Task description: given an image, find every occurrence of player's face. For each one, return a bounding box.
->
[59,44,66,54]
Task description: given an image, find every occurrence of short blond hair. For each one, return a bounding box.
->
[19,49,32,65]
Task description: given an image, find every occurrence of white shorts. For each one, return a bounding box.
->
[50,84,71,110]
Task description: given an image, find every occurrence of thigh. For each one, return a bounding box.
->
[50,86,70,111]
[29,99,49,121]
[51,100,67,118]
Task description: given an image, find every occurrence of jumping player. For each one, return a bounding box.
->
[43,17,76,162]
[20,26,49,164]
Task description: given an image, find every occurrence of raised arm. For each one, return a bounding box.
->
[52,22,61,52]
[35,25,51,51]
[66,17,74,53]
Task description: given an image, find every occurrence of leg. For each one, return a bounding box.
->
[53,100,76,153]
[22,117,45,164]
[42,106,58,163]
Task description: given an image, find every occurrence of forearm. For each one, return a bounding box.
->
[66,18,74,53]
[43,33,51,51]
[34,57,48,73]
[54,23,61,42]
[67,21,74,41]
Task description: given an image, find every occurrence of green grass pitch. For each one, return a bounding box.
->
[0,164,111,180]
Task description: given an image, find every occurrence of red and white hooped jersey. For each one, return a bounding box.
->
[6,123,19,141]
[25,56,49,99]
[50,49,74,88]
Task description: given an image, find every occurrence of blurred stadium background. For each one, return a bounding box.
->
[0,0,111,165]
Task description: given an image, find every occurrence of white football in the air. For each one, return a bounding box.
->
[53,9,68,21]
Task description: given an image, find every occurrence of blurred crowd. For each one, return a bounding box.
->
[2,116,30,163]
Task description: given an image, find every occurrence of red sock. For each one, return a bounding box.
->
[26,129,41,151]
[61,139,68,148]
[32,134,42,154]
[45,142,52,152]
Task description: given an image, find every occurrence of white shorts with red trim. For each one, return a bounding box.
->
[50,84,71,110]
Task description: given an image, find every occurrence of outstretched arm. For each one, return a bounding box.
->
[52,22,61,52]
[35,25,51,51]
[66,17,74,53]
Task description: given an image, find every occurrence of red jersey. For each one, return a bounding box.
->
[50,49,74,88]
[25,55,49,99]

§

SHORT EXERCISE ::
Rewrite every line of the entries above as a JSON list of strings, one string per line, and omit any blank lines.

EXERCISE OUTPUT ::
[
  "Task description: given an image, find every occurrence of player's face. For each one, return a bounding box.",
  "->",
  "[59,44,66,54]",
  "Task description: given an image, find every occurrence of short blond hair. For each one, return a bounding box.",
  "->",
  "[19,49,32,65]",
  "Task description: given an image, find every occurrence of white shorts. For each one, return a bounding box.",
  "->",
  "[50,84,71,110]",
  "Task description: given an image, find every occurrence of thigh. For each one, return a bounding box.",
  "->",
  "[50,86,70,111]",
  "[29,99,49,121]",
  "[51,100,67,118]",
  "Task description: given an image, find every occurrence of jumping player. For each one, return a bounding box.",
  "->",
  "[43,17,76,162]",
  "[20,26,49,164]",
  "Task description: given an image, find every occurrence of raised arm. For each one, return a bounding box.",
  "->",
  "[52,22,61,52]",
  "[35,25,51,51]",
  "[66,17,74,53]",
  "Task description: given an image, find every occurrence of leg. For each one, return a bounding box.",
  "->",
  "[53,100,76,153]",
  "[22,117,45,164]",
  "[42,106,58,163]",
  "Task description: given an image, find every occurrence of forearm. For each one, return a bounding box.",
  "->",
  "[66,18,74,53]",
  "[43,33,51,51]",
  "[34,57,48,73]",
  "[54,23,61,42]",
  "[67,21,74,41]",
  "Task description: given an image, find every occurrence of green grass pitch. For each one, return a bounding box.",
  "->",
  "[0,164,111,180]",
  "Task description: given an image, find every occurrence of red and white hooped jersey. For each one, return a bounding box.",
  "->",
  "[6,123,19,141]",
  "[25,56,49,99]",
  "[50,49,74,88]",
  "Task description: given an image, find every occurrence of blurred stadium background. For each one, return a bounding box.",
  "->",
  "[0,0,111,165]",
  "Task description: given an image, find every occurrence of white football in the air. For each one, return a bounding box.",
  "->",
  "[53,9,68,21]",
  "Task description: given an image, find every occurrence of blurred crowd. For each one, return a bounding box.",
  "->",
  "[2,116,30,163]",
  "Task description: given an image, find every occurrence of red sock. For each one, return a bounding box.",
  "->",
  "[26,129,41,151]",
  "[61,139,68,148]",
  "[32,134,42,154]",
  "[45,142,52,152]",
  "Task description: given an image, find every occurrence of white shorts with red trim. For each one, return a bounding box.",
  "->",
  "[50,84,71,110]",
  "Task description: given an image, find every occurrence of outstretched arm. For each one, return a bounding box.",
  "->",
  "[52,22,61,52]",
  "[35,25,51,51]",
  "[66,17,74,53]",
  "Task description: given an image, find every occurrence of red jersey. For each one, return a bounding box.",
  "->",
  "[50,49,74,88]",
  "[25,55,49,99]"
]